=== Exercise goal ===
Each entry should be copied as it stands, leaving the pictures behind.

- Opening Delimiter -

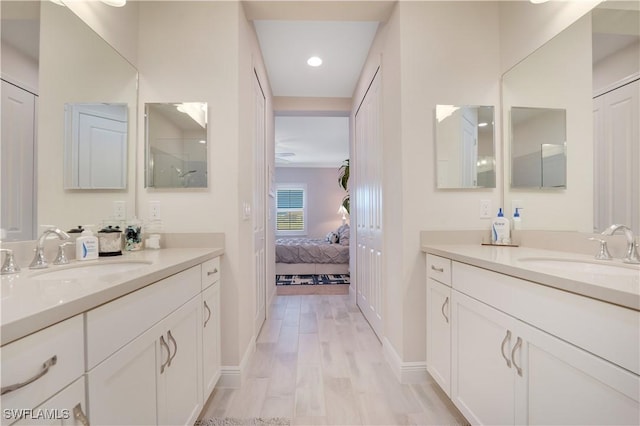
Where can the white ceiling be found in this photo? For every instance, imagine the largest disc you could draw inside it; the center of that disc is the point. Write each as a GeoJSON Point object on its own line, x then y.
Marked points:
{"type": "Point", "coordinates": [289, 33]}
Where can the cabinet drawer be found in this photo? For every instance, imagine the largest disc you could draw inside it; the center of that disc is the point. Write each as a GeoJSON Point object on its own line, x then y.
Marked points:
{"type": "Point", "coordinates": [210, 272]}
{"type": "Point", "coordinates": [28, 358]}
{"type": "Point", "coordinates": [111, 326]}
{"type": "Point", "coordinates": [439, 269]}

- Closing Delimiter -

=== Answer section ===
Where can the white ceiling be found in this photo? For every instance, imagine the largest disc you could draw inside it; the center of that disc is the point. Write each as a GeoJSON Point object on its own line, x then y.
Marked points:
{"type": "Point", "coordinates": [289, 33]}
Where can the cabinet drawer be found in this photo? For every instance, imagine the largest disc you could draw inside it; the center of that disc is the point. Write each as a GeoJSON Point object on its own line, x then y.
Marked points:
{"type": "Point", "coordinates": [210, 272]}
{"type": "Point", "coordinates": [28, 358]}
{"type": "Point", "coordinates": [111, 326]}
{"type": "Point", "coordinates": [439, 269]}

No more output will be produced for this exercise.